Exercise goal:
Render all of the entries below as a JSON list of strings, one string per line, omitting any blank lines.

Data in this exercise:

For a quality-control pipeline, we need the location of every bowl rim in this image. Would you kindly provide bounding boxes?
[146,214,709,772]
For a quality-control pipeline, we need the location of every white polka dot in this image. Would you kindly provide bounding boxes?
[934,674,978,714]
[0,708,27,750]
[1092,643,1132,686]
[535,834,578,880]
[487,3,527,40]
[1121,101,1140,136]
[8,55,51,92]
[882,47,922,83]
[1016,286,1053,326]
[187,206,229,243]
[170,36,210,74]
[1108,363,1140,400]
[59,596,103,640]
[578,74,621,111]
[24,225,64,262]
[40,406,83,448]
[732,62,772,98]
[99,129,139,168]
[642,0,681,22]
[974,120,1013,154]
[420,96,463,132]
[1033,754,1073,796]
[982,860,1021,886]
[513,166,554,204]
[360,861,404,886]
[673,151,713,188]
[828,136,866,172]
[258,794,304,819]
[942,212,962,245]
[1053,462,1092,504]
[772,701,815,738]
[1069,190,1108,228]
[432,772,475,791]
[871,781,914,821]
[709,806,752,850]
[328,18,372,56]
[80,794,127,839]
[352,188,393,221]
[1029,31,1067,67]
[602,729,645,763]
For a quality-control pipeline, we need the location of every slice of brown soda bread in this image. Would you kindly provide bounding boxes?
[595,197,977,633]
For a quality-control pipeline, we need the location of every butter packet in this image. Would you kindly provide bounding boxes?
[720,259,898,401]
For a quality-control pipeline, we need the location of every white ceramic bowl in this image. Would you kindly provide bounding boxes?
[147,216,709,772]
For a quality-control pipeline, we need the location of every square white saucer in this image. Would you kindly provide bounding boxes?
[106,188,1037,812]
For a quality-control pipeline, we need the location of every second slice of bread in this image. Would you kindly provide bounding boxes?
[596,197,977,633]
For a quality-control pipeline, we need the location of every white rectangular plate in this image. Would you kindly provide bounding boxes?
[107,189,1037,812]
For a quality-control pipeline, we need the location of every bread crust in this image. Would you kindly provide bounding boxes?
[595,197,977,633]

Exercise response:
[
  "For a quality-control pipeline, we need the location of every bowl rim in this image. Would you kindly provide bounding boxes?",
  "[146,214,709,772]",
  "For a quality-control pipeline, we need the location of every white polka dot in this image. Would you kindly provide bounding boxes?",
  "[934,674,978,714]",
  "[0,708,27,750]",
  "[1092,643,1132,686]",
  "[535,834,578,880]",
  "[487,3,527,40]",
  "[1121,101,1140,136]",
  "[8,55,51,92]",
  "[882,47,922,83]",
  "[1016,286,1053,326]",
  "[187,206,229,243]",
  "[170,36,210,74]",
  "[1108,363,1140,400]",
  "[59,596,103,640]",
  "[578,74,621,111]",
  "[24,225,64,262]",
  "[40,406,83,448]",
  "[732,62,772,98]",
  "[99,129,139,168]",
  "[642,0,681,22]",
  "[974,120,1013,154]",
  "[420,96,463,132]",
  "[1033,754,1073,796]",
  "[982,860,1021,886]",
  "[513,166,554,204]",
  "[360,861,404,886]",
  "[673,151,713,188]",
  "[828,136,866,172]",
  "[258,794,304,819]",
  "[942,212,962,245]",
  "[1053,462,1092,504]",
  "[772,701,815,738]",
  "[1069,190,1108,228]",
  "[432,772,475,791]",
  "[871,781,914,821]",
  "[709,806,752,850]",
  "[328,18,372,56]",
  "[80,794,127,839]",
  "[352,188,393,221]",
  "[1029,31,1067,67]",
  "[602,729,645,763]",
  "For a quality-control pipeline, we need the location of every slice of brown soda bread in this image. Would you kindly provide bounding boxes?",
  "[595,197,977,633]",
  "For a quality-control pipeline, we need the location of every butter packet in this image. Would you kindly provide bounding boxes?",
  "[720,259,898,401]",
  "For a quality-control pipeline, we need the location of every white ceramic bowl in this image. Would you kindly provide bounding boxes?",
  "[147,216,709,772]",
  "For a quality-control pipeline, we need the location of every square white saucer in this image. Would you kindly provide bounding boxes?",
  "[106,188,1037,812]",
  "For a quality-control pipeline, we need the location of every second slice of bread in this image. Would you kindly provide bounding boxes?",
  "[596,197,977,633]",
  "For a quality-control pipeline, we need the location of every white rectangular plate in this image. Would you kindly provide bounding boxes?",
  "[107,189,1037,812]",
  "For a quality-control pipeline, we need the location of every bread crust in this image. Would you kindly provide bounding boxes?",
  "[595,197,977,633]"
]